October is Manufacturing Month, with October 7 being National Manufacturing Day. This creates an opportunity for Flexible Packaging Association (FPA) members to highlight careers in the manufacturing industry, frame the issues and broadly educate policymakers regarding the ongoing workforce shortage and skills gap, and engage with elected officials—local, state, and federal—to highlight the importance of the work we do. (Please contact FPA if you are interested in planning and hosting Manufacturing Month events.)
Even before the pandemic, a workforce shortage was brewing nationwide. The shortage is particularly impactful in the manufacturing sector, as appropriately skilled workers were becoming harder to find. The pandemic and its fallout, often called the “great resignation,” exacerbated this situation, resulting in a true crisis.
While unemployment levels have somewhat stabilized, the U.S. faces a major skills gap in which many job seekers are not qualified to fill vacancies. For FPA member companies, the lack of skilled labor is a pressing challenge at all levels, from entry-level positions to higher-paying, higher-skilled jobs. Companies are trying various approaches to recruit employees, including apprenticeship programs and efforts to seek applicants from underrepresented labor pools, such as veterans and women. However, companies alone cannot solve this problem, and the manufacturing industry and its associations are actively advocating for help.

#### Information:
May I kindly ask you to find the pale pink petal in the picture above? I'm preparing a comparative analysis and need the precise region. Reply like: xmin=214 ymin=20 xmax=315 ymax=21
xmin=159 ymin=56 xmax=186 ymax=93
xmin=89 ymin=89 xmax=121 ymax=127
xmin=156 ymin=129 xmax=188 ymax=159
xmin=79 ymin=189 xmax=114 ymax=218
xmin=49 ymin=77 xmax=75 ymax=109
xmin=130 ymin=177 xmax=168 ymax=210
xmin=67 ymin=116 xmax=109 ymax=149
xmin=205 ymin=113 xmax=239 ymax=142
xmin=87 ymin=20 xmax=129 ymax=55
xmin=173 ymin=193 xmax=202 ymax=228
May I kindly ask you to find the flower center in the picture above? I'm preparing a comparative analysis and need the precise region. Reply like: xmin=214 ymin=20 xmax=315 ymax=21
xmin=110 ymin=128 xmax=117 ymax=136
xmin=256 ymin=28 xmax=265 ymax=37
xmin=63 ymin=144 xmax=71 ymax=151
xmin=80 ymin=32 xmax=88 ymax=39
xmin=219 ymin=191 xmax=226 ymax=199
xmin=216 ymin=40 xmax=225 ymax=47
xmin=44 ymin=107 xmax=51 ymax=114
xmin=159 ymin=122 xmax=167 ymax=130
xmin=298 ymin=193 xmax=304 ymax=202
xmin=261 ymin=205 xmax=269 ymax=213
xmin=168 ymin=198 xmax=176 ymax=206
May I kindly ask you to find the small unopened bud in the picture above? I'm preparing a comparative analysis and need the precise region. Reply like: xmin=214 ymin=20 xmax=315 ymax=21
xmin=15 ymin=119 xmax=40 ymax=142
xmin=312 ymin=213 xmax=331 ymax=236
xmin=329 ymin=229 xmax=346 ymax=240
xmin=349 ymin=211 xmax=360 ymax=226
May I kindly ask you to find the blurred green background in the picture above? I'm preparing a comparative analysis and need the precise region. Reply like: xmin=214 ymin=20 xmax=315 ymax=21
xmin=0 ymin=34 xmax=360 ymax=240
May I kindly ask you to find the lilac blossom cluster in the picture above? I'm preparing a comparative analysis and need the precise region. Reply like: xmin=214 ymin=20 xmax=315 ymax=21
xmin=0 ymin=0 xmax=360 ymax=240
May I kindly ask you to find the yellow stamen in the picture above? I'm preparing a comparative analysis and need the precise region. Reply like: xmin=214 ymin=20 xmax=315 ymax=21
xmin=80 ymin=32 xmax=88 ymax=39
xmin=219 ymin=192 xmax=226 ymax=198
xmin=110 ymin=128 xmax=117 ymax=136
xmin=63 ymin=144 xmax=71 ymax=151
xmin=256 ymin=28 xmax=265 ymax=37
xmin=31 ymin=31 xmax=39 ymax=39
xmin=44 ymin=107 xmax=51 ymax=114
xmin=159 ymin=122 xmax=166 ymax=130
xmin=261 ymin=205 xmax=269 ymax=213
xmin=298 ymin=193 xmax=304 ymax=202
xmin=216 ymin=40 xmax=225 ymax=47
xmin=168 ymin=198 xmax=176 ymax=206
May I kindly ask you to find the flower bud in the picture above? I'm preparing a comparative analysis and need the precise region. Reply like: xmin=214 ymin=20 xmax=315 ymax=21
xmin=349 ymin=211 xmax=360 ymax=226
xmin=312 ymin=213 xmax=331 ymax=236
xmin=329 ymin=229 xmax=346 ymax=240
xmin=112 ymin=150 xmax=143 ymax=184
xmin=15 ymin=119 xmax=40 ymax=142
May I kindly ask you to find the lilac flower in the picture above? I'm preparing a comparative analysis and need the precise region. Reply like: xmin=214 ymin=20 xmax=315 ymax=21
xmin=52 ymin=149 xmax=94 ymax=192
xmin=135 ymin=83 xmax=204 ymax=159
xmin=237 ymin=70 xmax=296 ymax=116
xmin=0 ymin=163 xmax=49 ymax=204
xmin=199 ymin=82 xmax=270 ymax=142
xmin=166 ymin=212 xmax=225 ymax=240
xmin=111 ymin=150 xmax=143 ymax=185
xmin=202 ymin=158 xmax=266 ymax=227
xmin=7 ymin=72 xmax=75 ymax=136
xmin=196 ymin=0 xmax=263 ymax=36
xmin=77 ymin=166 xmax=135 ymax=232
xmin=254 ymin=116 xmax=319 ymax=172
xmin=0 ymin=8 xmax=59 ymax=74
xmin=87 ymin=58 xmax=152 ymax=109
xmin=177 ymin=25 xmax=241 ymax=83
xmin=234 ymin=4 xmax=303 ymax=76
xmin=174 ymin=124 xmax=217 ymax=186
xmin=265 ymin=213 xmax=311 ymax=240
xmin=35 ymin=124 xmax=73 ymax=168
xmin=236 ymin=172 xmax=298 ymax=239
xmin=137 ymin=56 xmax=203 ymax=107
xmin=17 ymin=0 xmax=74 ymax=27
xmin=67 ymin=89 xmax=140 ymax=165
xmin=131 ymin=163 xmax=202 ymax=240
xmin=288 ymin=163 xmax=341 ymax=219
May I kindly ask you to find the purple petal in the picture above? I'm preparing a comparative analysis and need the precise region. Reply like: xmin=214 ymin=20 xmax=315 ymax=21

#### Task requirements:
**1)** Output, word for word, the stretch of the manufacturing workforce text from "October is Manufacturing" through "a true crisis.".
**2)** Write the next part of the text on the manufacturing workforce shortage, picking up after its last sentence.
This material was taken from a different source than the text on manufacturing.

#### Exercise results:
**1)**
October is Manufacturing Month, with October 7 being National Manufacturing Day. This creates an opportunity for Flexible Packaging Association (FPA) members to highlight careers in the manufacturing industry, frame the issues and broadly educate policymakers regarding the ongoing workforce shortage and skills gap, and engage with elected officials—local, state, and federal—to highlight the importance of the work we do. (Please contact FPA if you are interested in planning and hosting Manufacturing Month events.)
Even before the pandemic, a workforce shortage was brewing nationwide. The shortage is particularly impactful in the manufacturing sector, as appropriately skilled workers were becoming harder to find. The pandemic and its fallout, often called the “great resignation,” exacerbated this situation, resulting in a true crisis.

**2)**
The issues of the workforce shortage and skills gaps are multi-varied, and there is not a single solution that one piece of legislation would solve. Accordingly, efforts at the federal level are broad-based and focused on addressing a variety of barriers to work, such as child care and transportation, skills training and retraining, immigration policies, and incentives for employers to invest in training and hiring. Workforce initiatives have been included in nearly every major legislative package introduced and/or passed—the multiple versions of the Build Back Better Act, the Bipartisan Infrastructure Law, the China package, and the pending fiscal year 2023 appropriations bills.
The primary federal workforce development law is the Workforce Innovation and Opportunity Act of 2014 (WIOA), which replaced the Workforce Investment Act of 1998. WIOA covers many programs aimed at improving the preparedness of the workforce, including sector-specific programs and grants for educational institutions, vocational rehabilitation, and youth training.
FPA is advocating for the reauthorization of WIOA, as well as supporting other workforce training and incentive proposals. In late spring, the U.S. House passed its version of the bill, H.R. 7309, the Workforce Innovation and Opportunity Act of 2022.
In addition to reauthorizing WIOA appropriations for fiscal years 2023 through 2028, the legislation also “revises workforce investment, employment, training, and literacy programs for eligible individuals.” Of note, “Adult Activities and Dislocated Worker Activities” would receive a substantial funding increase above current levels. A new section—Sectoral Employment through Career Training for Occupational Readiness (SECTOR) Program—“would be established and provide a combination of formula grants [80% of funding] and competitive grants [20% of funding] to support the development and expansion of an industry or sector partnerships.”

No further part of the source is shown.